* _Provided entries_:
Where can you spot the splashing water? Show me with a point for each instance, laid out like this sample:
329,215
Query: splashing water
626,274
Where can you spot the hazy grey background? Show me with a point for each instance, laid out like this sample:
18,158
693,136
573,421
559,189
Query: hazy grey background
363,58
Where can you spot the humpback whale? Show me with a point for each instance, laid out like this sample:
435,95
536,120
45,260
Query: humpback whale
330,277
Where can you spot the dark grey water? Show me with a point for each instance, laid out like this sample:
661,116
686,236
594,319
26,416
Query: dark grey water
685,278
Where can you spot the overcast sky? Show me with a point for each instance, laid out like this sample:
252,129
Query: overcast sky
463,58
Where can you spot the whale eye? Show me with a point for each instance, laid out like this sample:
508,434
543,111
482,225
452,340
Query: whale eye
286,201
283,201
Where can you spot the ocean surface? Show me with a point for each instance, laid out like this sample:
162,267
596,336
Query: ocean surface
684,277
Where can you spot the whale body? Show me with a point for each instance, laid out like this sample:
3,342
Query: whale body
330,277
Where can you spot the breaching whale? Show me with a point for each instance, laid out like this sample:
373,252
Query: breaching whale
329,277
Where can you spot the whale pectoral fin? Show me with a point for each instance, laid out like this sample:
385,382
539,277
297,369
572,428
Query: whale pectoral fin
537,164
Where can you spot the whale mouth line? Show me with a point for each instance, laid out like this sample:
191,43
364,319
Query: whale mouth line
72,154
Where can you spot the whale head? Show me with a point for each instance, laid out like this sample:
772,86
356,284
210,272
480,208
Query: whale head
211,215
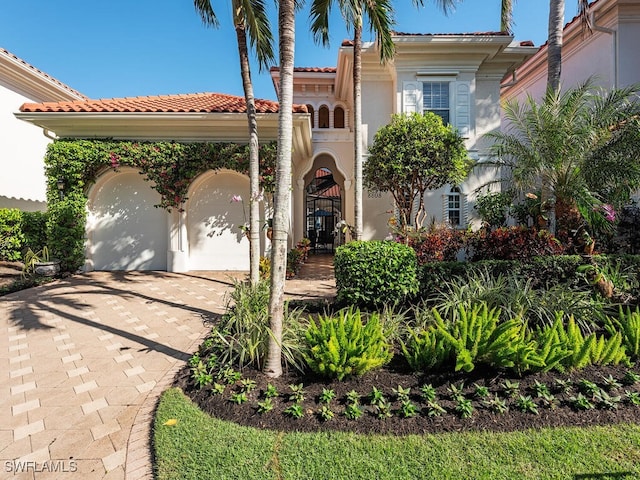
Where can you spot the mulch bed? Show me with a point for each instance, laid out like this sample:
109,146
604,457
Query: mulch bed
220,405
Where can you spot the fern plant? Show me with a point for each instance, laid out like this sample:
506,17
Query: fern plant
628,324
478,336
427,350
341,346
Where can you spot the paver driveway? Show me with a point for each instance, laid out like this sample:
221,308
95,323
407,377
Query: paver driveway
84,360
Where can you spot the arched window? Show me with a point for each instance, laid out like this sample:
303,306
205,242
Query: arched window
323,117
454,207
311,112
338,117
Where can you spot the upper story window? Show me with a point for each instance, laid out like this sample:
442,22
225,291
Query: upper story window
312,113
338,117
435,98
323,117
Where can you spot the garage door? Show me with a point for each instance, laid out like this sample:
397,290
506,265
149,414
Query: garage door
215,241
126,231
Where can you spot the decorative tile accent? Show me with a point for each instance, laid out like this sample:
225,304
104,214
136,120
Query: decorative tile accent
94,406
29,429
85,387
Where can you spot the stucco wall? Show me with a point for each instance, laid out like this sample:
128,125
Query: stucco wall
22,149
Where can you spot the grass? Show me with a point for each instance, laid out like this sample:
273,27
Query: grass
199,446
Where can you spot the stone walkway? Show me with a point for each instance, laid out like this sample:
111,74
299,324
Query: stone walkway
84,360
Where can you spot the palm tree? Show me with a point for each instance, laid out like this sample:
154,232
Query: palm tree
380,15
578,144
282,195
555,31
249,17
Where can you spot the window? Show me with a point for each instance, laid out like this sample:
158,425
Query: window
311,112
435,98
454,207
338,117
323,117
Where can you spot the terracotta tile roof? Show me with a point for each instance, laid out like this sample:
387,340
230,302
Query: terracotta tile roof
187,103
478,34
27,65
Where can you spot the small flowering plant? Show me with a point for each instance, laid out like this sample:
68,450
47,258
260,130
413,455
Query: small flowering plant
245,226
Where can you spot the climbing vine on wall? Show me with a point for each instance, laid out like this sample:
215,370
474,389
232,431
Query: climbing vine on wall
170,167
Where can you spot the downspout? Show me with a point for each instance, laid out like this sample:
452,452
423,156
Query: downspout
614,34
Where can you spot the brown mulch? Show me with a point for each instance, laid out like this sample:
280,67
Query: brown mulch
387,378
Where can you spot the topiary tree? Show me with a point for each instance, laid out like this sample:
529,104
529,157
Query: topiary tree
412,154
375,273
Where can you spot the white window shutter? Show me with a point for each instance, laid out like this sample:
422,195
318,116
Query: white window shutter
412,97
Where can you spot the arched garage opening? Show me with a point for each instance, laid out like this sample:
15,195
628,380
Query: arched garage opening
215,239
125,230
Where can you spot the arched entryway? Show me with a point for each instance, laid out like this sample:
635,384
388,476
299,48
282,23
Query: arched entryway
323,204
215,240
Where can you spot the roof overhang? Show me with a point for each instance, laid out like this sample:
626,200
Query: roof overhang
27,80
165,126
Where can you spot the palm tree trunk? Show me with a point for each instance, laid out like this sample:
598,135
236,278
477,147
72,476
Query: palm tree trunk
254,161
554,47
286,30
357,125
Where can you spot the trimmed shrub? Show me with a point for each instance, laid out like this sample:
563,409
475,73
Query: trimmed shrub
440,243
373,273
34,228
341,346
11,236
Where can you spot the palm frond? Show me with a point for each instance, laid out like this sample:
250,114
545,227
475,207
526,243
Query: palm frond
206,12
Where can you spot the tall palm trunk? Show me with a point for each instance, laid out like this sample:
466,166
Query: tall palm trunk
357,125
254,161
286,30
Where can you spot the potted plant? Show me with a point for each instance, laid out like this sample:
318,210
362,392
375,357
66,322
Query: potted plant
40,263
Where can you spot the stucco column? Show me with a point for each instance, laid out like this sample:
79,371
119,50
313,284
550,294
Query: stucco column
178,254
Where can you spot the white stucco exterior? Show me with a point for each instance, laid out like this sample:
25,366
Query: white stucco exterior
23,145
608,55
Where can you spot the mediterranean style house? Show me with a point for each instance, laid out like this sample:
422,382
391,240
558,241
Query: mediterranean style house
22,183
607,54
455,75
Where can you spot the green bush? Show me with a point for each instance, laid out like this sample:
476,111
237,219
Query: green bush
241,337
65,231
375,273
427,350
11,236
341,346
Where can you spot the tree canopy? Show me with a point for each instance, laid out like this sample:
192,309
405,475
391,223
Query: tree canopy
412,154
580,144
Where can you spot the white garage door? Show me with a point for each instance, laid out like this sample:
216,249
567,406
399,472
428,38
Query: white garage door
215,241
126,231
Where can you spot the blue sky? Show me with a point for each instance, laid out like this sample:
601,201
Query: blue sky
142,47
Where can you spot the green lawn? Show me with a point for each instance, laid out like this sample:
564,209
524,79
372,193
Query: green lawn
200,447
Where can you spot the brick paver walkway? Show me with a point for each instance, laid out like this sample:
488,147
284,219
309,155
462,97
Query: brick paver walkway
84,360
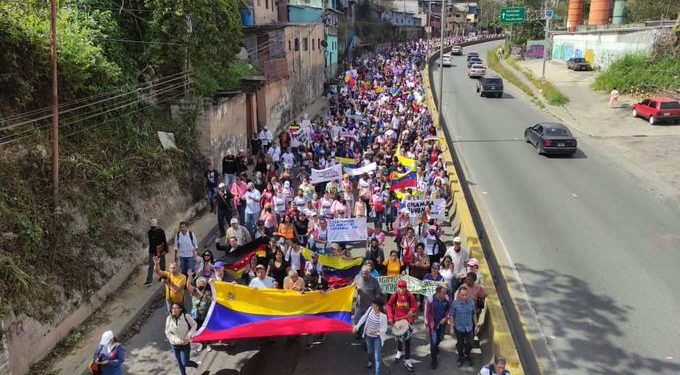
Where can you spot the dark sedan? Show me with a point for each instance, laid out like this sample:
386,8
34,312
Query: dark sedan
578,63
551,138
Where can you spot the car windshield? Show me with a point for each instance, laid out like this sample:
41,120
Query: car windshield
670,105
556,131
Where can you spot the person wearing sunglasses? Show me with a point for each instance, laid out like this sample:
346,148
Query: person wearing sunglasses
204,263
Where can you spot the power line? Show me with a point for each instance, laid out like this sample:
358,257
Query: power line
93,114
138,90
65,105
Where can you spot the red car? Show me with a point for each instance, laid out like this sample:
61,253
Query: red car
657,110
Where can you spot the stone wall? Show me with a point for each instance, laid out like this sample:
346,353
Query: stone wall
600,48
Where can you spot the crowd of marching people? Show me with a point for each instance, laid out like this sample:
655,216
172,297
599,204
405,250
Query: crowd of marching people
379,129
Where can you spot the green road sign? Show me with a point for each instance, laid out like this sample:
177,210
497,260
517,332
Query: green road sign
513,15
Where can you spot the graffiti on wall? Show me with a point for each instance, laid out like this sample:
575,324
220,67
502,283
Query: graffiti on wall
516,52
535,49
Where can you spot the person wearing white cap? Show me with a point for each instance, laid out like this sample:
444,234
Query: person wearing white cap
459,258
109,356
239,232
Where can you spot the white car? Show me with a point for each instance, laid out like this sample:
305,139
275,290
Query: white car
446,60
476,71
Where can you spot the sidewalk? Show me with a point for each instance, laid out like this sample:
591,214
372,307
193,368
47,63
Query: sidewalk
649,152
133,300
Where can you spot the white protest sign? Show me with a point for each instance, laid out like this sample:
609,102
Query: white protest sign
347,230
328,174
361,170
416,208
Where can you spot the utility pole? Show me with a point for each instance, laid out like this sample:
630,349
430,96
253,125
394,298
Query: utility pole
441,59
55,109
545,39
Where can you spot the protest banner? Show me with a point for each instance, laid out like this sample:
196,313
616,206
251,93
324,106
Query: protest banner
388,285
328,174
361,170
347,230
416,208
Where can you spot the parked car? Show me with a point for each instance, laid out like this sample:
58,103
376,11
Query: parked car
551,138
657,110
578,63
476,71
490,86
475,60
446,60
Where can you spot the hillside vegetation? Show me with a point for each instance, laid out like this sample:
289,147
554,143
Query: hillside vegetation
645,74
120,68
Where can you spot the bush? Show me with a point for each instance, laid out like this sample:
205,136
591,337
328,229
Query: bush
641,75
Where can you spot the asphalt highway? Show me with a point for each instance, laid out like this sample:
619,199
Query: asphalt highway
590,252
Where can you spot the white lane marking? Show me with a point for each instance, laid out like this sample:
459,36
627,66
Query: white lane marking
523,294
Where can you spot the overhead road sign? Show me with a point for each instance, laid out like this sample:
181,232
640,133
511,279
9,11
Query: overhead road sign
513,15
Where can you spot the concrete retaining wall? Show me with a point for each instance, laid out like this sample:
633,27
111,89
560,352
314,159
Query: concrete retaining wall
602,47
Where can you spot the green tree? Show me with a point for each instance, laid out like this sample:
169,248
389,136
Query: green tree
645,10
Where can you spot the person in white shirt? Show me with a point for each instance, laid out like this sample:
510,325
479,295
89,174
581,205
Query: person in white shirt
252,211
262,281
186,247
459,258
266,137
275,154
288,158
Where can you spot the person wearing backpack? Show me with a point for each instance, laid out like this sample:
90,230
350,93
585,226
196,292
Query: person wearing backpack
437,310
108,357
180,328
186,248
402,306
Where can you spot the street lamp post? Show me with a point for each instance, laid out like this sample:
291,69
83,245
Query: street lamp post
441,58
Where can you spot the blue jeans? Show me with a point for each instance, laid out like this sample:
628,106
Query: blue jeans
186,264
149,272
183,356
212,193
251,220
374,350
436,337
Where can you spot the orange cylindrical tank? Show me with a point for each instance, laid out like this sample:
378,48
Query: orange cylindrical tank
600,11
574,15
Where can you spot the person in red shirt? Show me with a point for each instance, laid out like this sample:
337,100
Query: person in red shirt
402,306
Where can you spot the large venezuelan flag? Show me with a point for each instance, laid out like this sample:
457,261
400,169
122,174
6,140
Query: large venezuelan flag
240,312
403,180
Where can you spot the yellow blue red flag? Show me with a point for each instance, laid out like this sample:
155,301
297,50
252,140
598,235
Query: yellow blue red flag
240,312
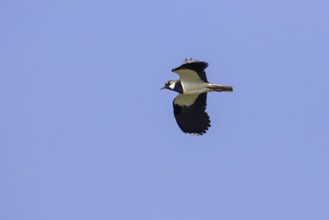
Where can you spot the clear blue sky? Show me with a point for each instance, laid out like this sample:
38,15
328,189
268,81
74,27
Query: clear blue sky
86,133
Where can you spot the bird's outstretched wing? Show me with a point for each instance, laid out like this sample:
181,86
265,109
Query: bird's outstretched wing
190,113
192,70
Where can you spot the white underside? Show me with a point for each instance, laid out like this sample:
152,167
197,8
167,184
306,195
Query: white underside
195,87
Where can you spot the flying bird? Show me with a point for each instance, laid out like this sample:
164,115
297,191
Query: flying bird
191,102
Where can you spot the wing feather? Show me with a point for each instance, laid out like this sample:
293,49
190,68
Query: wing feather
190,113
192,70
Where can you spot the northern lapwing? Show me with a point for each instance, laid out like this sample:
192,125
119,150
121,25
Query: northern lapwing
190,104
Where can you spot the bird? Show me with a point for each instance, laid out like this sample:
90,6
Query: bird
191,102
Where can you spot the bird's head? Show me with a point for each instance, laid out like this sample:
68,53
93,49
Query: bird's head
170,85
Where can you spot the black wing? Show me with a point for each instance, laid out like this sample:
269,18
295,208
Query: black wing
192,70
191,116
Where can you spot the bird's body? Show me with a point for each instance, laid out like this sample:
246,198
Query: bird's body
190,104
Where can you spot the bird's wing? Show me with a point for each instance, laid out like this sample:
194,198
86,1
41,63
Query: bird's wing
190,113
192,70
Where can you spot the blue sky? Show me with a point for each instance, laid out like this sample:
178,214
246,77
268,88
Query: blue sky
86,132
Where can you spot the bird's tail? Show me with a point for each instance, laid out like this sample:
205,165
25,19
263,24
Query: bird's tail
219,88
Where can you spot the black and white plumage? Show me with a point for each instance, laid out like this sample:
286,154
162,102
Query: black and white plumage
190,104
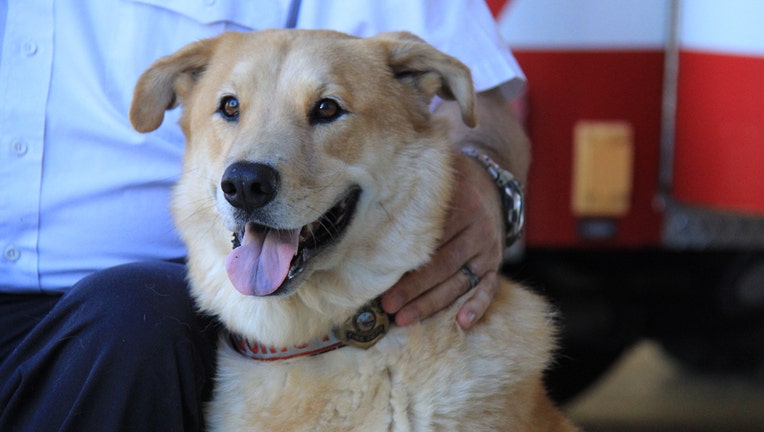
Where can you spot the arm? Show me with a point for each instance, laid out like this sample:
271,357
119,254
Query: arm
474,232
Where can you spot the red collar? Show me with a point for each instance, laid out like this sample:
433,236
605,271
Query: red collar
257,351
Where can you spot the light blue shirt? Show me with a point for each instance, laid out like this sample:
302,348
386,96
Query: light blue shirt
80,190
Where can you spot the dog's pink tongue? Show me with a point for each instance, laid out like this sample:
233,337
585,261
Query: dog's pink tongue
260,265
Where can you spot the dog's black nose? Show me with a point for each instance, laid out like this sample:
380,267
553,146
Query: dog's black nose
249,185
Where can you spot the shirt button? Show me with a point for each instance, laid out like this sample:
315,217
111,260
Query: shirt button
20,148
12,254
29,48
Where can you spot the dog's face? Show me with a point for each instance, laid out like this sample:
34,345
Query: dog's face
315,154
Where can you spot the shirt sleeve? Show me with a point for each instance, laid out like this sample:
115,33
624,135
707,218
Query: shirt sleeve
464,29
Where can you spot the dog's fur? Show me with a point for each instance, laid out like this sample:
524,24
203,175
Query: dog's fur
430,376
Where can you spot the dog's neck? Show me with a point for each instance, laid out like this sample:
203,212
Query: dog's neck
362,330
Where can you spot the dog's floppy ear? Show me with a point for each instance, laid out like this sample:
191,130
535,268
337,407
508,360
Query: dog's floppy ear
166,82
431,72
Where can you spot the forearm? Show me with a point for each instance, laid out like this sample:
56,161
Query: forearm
499,133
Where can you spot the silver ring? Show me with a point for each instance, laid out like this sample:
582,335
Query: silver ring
472,277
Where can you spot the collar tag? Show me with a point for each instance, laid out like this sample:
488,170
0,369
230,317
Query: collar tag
365,328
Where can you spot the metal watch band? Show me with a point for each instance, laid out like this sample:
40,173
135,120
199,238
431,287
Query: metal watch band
511,190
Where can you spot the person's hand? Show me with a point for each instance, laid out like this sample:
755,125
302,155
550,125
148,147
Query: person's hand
473,236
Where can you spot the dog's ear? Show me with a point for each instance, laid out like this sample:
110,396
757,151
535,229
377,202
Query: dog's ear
430,71
166,82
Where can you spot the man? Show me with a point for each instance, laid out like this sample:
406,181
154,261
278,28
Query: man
98,330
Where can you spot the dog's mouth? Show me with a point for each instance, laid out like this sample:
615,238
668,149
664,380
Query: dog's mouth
268,261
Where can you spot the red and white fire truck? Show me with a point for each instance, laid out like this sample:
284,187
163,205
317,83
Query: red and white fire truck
645,202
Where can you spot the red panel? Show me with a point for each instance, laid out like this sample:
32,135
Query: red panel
719,151
568,86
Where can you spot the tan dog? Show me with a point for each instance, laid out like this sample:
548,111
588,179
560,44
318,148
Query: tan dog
318,152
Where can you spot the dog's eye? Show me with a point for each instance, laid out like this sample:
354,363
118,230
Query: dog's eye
229,108
326,111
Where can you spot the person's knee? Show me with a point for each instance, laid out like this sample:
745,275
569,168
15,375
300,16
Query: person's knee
141,304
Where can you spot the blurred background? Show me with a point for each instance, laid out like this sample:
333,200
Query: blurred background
645,205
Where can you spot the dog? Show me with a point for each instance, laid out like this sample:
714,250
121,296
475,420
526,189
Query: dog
314,177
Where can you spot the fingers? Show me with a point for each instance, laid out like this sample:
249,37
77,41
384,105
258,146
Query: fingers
480,300
430,300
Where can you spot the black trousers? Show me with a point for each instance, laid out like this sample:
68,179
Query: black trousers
124,349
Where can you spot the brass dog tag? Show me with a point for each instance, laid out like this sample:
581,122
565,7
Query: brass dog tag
365,328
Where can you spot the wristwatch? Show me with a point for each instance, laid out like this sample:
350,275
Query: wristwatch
511,190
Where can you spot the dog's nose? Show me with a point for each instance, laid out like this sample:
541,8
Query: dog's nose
249,185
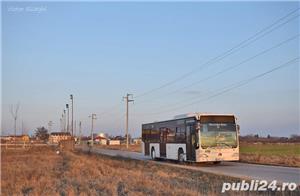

* _What you need to do_: Print word for word the lines of the listing that start at the line containing "Where can you spot the blurred" and run through the end of the listing. Leave the pictures out.

* _Problem solution_:
Where can you spot the blurred background? Show me with a point for each instance, laid out like this sample:
333,200
Query: blurred background
645,205
Where can you spot the dog? Show me with a point for each instance, laid out like this sample:
714,250
121,296
475,420
526,189
Query: dog
314,177
Where can you spot the fingers? Show me with a point for each instance, laid out like this sample:
249,37
77,41
384,105
258,146
Query: fingers
480,300
430,300
Where can you spot the black trousers? Show me with a point for each instance, laid out like this sample:
68,179
Query: black trousers
124,349
Where can you spot the brass dog tag? Show me with a point for each instance, laid out like this sample:
581,122
565,7
Query: brass dog tag
365,328
Where can you spot the wristwatch? Show me with a point for each instance, laid out like this sample:
350,275
Query: wristwatch
511,190
Where can you spot the dog's nose? Show me with a point for each instance, laid out like this sample:
541,8
Query: dog's nose
249,185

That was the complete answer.